GOAL —
Locate every line in the items below that contains the word "Target" and copy each of those lines.

begin SOURCE DATA

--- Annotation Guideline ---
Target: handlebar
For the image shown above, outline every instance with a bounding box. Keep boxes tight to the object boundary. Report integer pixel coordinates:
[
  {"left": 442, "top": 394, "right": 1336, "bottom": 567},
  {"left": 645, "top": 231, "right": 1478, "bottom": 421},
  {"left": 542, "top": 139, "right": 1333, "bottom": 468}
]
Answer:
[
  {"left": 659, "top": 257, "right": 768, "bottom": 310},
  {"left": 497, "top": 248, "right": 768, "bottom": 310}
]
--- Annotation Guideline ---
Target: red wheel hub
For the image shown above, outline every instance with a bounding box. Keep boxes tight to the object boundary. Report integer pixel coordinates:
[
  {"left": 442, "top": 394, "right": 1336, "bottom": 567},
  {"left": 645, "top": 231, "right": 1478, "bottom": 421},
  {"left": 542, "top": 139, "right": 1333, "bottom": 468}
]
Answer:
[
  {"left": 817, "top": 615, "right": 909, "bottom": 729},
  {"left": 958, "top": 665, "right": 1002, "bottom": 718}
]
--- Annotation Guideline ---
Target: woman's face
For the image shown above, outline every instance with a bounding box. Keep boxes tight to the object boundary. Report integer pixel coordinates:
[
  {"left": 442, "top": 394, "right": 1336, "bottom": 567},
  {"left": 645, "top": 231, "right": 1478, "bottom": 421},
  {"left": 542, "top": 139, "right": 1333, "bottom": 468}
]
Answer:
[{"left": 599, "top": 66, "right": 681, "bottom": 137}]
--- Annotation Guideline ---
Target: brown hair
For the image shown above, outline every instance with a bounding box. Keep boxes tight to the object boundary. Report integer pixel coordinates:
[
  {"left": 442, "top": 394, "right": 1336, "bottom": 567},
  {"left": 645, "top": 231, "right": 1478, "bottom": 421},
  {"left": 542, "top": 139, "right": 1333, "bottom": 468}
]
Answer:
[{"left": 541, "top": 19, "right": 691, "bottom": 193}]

end SOURCE DATA

SOLUTION FOR THIS PROBLEM —
Target: handlebar
Target: red wheel hub
Target: woman's face
Target: brown hair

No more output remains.